DOCUMENT TEXT:
/---

= Mi (surname) =

Mi is the atonal Wade–Giles and pinyin romanization of various Chinese surnames. Transcribing the character 羋, it was the name of the royal house of the ancient state of Chu. It is also the transcription of the surnames 麋, 米, and 禰, along with a few other less common names.

==Mǐ (芈)==
The surname Mǐ (羋) was originally an onomatopoeia for caprine bleating with the reconstructed Old Chinese pronunciation *meʔ. As the family name of the royal house of Chu, it was apparently used to transcribe a Kam–Tai word in the Chu dialect meaning "bear". This was then calqued into Old Chinese as 熊 (Xióng), used as the clan name of the ruling branch of the family. The Mi also ruled Kui (夔) and some Chu successor states after the fall of Qin.

As recorded by Sima Qian, the family themselves claimed descent from Zhuanxu, a son of the Yellow Emperor in Chinese legend; his grandson Jilian; and Yuxiong, a tutor of King Wen of Zhou in the 11th century BC. After the victory of the King Wu over the Shang at Muye c. 1046 BC, Yuxiong's descendants supposedly remained prominent at the Zhou court and the Cheng King (r. 1042–1021 BC) then created Xiong Yi, Yuxiong's great-grandson, the viscount of the fief of Chu.

Chinese historians and genealogists also say that various other families began as cadet branches of the Mi, apart from the royal Xiong. The Dou (鬬) and Cheng (成) were known together as the Ruo'ao clan. The descendants of particular Chu kings became known by the separate surnames Jing (景), Zhao (昭), and Qu (屈), known collectively as the Sanlü (三閭). Other lesser branches included the Ye (葉), originally known as the Shenyin (沈尹); the Xiang (項); the Lan (蘭); the Zha (查); and some members of the Pan (潘) descended from Pan Chong.

Notable people with this surname:
- Kings of Chu
- Mi Bazi (羋八子, the Queen of Qin's King Huiwen.)
- Qu Yuan (屈原, clan name Qu, author of Chu Ci)
- Xiang Yu (項羽, clan name Xiang, Chinese historical hero who was famous for his rivalry with Liu Bang)
- Duke of Ye (Prime minister of Chu during the late Spring and Autumn period. Clan name Ye, the first Ye.)

\---

SUPPLIED MATERIAL:
/---

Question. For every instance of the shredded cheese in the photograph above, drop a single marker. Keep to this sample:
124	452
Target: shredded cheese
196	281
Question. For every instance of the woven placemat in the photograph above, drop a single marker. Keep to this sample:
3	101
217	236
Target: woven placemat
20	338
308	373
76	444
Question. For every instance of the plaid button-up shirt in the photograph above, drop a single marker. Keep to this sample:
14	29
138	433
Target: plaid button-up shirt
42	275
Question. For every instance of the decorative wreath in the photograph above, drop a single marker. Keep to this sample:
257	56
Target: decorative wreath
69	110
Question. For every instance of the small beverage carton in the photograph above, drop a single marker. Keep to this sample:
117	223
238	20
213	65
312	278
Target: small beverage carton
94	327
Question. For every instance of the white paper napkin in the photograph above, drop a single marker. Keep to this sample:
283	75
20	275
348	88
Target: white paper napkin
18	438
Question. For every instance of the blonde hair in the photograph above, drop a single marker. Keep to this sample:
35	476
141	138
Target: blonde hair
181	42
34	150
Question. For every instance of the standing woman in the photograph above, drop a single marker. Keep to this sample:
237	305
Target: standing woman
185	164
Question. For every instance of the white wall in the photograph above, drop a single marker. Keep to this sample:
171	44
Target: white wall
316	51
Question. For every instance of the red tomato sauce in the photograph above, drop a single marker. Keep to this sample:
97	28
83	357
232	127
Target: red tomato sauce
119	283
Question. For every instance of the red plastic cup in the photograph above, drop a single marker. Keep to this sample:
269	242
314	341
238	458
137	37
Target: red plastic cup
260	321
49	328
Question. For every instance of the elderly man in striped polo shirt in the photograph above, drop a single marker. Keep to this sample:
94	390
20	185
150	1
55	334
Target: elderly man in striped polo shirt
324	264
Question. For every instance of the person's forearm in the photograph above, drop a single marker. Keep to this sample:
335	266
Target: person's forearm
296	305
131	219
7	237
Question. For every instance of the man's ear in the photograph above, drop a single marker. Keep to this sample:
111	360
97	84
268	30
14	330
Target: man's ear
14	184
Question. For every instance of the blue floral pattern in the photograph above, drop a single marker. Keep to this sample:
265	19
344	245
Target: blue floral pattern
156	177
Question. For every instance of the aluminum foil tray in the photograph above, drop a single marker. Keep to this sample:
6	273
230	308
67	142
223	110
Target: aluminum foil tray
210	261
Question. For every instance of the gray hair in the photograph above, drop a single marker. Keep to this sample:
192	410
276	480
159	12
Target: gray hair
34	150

\---

SET TASKS:
A - In the article on the Mi surname, what clan name did the ruling branch of the Chu royal house use?
B - Please resume the article on the Mi surname from its final line and keep it going.

ANSWERS GIVEN:
A - Xióng (熊).

B -
- Ban Gu, Ban Chao and Ban Jieyu (three siblings from Ruo'ao clan)

== Mǐ (米) ==
The surname Mǐ (米) is the Chinese word for "rice", particularly milled and polished rice ready for cooking. It is listed 59th in the Hundred Family Surnames and considered one of the "Nine Sogdian Surnames".

Notable people with this surname:
- Mi Fu (Chinese: 米芾 or 米黻; pinyin: Mǐ Fú, also given as Mi Fei, 1051–1107) was a Chinese painter, poet, and calligrapher born in Taiyuan during the Song dynasty
- Ai Mi (Chinese: 艾米 or 艾米; pinyin: Ài Mǐ, also given as Amy or Aimee, born 2008) is a Chinese actress.

== Mí (禰) ==
The surname Mí is a variant pronunciation of nǐ (禰), originally the term for the spirit of one's own dead father and then a synonym for spirit tablets and ancestral shrines, all aspects of ancestral veneration connected to traditional conceptions of filial piety.

- Mi Heng (禰衡; 173 – 200) – Scholar in the Late Han Dynasty

== Mi (糜) ==
The surname Mí (糜) is a word for mush used in some dialects to refer to congee and similar forms of cooked rice.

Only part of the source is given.